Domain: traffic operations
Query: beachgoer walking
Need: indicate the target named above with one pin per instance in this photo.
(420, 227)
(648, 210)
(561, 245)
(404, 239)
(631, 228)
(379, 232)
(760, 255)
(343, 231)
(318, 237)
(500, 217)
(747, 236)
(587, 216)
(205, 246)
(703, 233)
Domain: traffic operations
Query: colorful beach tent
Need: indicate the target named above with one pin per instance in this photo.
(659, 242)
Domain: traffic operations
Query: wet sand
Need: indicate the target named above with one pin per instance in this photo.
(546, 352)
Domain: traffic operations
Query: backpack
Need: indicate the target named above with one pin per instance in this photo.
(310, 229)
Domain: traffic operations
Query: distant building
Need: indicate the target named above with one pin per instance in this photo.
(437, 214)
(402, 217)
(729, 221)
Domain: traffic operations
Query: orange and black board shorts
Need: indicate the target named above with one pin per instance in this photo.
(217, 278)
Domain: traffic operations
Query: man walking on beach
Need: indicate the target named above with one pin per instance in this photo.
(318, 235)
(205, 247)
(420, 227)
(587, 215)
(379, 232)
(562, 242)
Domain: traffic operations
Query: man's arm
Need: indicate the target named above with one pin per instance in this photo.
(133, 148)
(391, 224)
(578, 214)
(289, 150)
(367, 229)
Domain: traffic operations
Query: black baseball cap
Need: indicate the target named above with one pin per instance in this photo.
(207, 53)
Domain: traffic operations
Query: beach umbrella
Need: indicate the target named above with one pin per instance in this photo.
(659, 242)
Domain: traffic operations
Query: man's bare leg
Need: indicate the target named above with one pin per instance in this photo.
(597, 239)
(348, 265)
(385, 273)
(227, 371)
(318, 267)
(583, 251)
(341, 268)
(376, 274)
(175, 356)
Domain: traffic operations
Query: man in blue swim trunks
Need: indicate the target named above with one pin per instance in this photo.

^^^^

▸ Short problem: Show each line of the entries above that contains the string "walking", reproducing every such line in full. Case counts when matching.

▸ Exercise answer:
Query: beachgoer walking
Query: man walking on beach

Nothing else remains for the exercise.